**Document passage:**
+===+

How to create buds low on the trunk of young Japanese Black Pine Seedling


#1

Dear Jonas,

When and how would you go about removing top growth on young Japanese Black Pine Seedlings to induce branching down low?

What is the best time of year for this and how old should the seedlings be?

Sincerely,
Evan


(Jonas Dupuich) #2

The two main times I cut pines are fall/winter and decandling time. I’d decide where or how to cut based on the specifics. Do you have a photo of a tree or trees you’re curious about?


#3

No I was just wondering. Thank you

Do you cut the the main terminal bud or are you decandling them?


(Jonas Dupuich) #4

Decandling doesn’t typically begin until the trunk has reached the desired thickness. In general I’m cutting to a point where there are needles from a previous year.

An example - if you get 8" of growth in the tree’s 2nd year, you can cut back to any point along the trunk as long as there are still needles remaining on the tree. Leaving needles is important because that’s where the new shoots will emerge.


#5

Do you have an pictures or examples I could see to get an idea of how far you cut back?

I don’t really have material yet but, I am doing research before my seedlings get to that stage.


(Jonas Dupuich) #6

I’m not sure I have photos of this - there’s kind of no wrong place to cut. If the tree is 1 or 2 years old you can cut anywhere in between where the needles are growing. Will see about a post on the topic in the coming weeks.


(Luigi Dell'Orto) #7

Hi I would like to provide some photos of my 3 years old JBP and JRP, I have the same issue as Evan.

Also not very sure the bends i gave are good enough.

+===+

**Data records:**

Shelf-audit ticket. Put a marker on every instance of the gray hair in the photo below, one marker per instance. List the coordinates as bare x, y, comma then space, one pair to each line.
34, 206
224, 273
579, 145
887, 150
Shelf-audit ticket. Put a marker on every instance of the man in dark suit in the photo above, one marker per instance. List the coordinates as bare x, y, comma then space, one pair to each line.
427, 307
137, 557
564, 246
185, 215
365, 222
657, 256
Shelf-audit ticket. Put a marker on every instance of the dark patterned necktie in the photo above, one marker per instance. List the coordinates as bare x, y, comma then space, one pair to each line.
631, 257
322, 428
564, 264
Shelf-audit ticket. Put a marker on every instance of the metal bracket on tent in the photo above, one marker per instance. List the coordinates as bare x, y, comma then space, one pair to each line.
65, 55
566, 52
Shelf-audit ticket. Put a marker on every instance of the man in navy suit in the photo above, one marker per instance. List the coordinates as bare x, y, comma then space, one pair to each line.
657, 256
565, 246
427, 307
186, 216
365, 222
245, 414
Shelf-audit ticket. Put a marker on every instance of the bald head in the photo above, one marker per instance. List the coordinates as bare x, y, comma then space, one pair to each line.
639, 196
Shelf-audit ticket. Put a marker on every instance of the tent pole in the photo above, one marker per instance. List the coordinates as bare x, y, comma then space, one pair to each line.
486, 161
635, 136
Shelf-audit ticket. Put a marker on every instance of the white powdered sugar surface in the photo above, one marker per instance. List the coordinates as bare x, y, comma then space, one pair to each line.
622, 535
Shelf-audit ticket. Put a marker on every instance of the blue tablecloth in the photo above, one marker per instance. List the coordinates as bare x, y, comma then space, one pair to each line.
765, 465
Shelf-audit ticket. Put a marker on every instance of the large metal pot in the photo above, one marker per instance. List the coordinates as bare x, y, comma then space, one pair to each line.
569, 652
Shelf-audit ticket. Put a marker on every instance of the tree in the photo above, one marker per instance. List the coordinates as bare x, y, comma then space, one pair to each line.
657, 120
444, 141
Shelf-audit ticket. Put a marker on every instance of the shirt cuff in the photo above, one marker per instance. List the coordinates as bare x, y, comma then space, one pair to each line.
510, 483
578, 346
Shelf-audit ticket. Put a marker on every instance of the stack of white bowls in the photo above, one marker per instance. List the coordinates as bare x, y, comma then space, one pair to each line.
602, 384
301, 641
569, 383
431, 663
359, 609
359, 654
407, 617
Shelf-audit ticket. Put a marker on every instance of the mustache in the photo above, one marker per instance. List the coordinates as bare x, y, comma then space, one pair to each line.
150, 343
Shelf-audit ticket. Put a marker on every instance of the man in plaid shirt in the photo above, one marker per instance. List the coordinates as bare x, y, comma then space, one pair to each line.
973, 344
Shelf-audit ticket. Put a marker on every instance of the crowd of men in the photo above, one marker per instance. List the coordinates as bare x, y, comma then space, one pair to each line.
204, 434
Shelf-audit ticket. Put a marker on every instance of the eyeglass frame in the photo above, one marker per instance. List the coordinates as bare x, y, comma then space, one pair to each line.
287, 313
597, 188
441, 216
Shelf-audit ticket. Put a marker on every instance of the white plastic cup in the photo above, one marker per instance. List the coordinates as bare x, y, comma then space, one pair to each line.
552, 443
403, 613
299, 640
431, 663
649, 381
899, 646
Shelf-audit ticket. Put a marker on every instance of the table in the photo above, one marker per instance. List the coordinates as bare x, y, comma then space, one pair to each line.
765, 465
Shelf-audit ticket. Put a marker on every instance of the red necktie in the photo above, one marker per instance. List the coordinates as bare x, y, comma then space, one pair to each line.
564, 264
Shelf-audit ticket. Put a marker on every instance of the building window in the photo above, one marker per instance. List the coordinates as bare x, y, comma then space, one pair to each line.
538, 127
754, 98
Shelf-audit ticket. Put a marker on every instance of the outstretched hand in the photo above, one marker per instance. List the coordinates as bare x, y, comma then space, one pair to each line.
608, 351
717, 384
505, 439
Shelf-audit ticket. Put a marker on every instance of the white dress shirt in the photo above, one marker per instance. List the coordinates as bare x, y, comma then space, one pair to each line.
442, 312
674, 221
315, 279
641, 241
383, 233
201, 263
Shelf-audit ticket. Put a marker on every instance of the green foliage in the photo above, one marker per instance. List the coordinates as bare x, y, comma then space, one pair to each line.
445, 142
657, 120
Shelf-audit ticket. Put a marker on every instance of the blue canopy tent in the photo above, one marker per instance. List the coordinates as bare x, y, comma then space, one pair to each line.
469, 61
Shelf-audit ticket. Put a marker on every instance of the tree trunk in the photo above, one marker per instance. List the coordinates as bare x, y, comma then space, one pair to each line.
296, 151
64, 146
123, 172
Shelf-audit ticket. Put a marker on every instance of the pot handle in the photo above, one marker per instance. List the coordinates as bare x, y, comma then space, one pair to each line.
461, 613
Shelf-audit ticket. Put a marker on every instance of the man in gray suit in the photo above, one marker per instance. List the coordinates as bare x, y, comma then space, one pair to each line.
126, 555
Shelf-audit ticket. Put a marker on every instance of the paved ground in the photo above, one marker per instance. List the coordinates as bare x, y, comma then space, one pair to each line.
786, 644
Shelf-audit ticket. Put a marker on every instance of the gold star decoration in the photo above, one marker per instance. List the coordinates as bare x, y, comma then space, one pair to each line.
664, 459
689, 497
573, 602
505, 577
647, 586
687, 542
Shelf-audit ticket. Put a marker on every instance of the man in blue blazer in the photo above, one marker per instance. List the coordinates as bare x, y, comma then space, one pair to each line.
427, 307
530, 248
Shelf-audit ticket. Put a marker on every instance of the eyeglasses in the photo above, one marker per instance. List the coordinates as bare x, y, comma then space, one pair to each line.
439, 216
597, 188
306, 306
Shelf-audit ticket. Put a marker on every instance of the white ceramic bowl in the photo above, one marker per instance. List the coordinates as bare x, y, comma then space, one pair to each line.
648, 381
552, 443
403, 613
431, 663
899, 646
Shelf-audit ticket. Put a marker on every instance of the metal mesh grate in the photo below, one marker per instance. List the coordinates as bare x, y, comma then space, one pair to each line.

+===+

**Short exercise 1:** Summarize the black pine thread in two sentences.
**Short exercise 2:** Please give the stretch of the black pine thread from "Decandling doesn’t typically" through "you cut back?" again, switching "needles" to "foliage".
**Short exercise 3:** Pick up the black pine thread after its last sentence and keep it going.
The lines after the black pine thread aren't needed here.

**Response 1:** Evan asks when and how to remove top growth on young Japanese Black Pine seedlings to induce low branching, and Jonas Dupuich replies that he cuts pines in fall/winter and at decandling time, cutting to a point where there are needles from a previous year. He adds that decandling doesn't typically begin until the trunk reaches the desired thickness, and that leaving needles is important because that's where the new shoots will emerge.

**Response 2:**
Decandling doesn’t typically begin until the trunk has reached the desired thickness. In general I’m cutting to a point where there are foliage from a previous year.

An example - if you get 8" of growth in the tree’s 2nd year, you can cut back to any point along the trunk as long as there are still foliage remaining on the tree. Leaving foliage is important because that’s where the new shoots will emerge.


#5

Do you have an pictures or examples I could see to get an idea of how far you cut back?

**Response 3:**
(Jonas Dupuich) #8

It looks like these pines are off to a good start. The big question is whether you want these to become big trees or small trees. If you want small trees, you can start cutting back and decandling this year and then let the branches thicken later. If you want bigger trees, they can keep growing.


#9

More needles = more photosynthesis = more flowing sugers and starches = back budding


(Sely) #10

Just make sure it gets plenty of sun light to the lower area as well as good fertilizer.


(Frank Corrigan) #11

All good points, the initial question focussed on inducing growth down low. The techniques and conditions required for that to happen involve several factors. The primary factor is what is the plan for the tree. This determines when the apical growth is dialed back and the focus becomes bud back. When the apical growth is encouraged again and then when refinement begins. As mentioned above, providing the proper conditions for growth, sun, air, water and nutrients are important. Proper pruning techniques applied to affect a response ( backbudding ) or allowing apical growth to affect a response ( thickening ). These techniques need to be used in combination with proper growth conditions.
So in short, the plan for the tree determines when to induce budback and lateral growth and when to encourage larger trunk, thicker branches. On a smaller size Black Pine, i would cut back the main sacrifice leader in year three or four if needed to encourage low branching. But i would do so with a replacement sacrifice leader already chosen and wired up at the same time. Thus i would be able to continue the trunk growth while hopefully inducing some lower branches to work with down the road. Changing the sacrifice leader also helps to keep the size of scars to heal to a minimum. The goal is to end up with a trunk free of large scars and with better movement and taper.


#12

thanks, but this pretty much applies to nearly any growing plant.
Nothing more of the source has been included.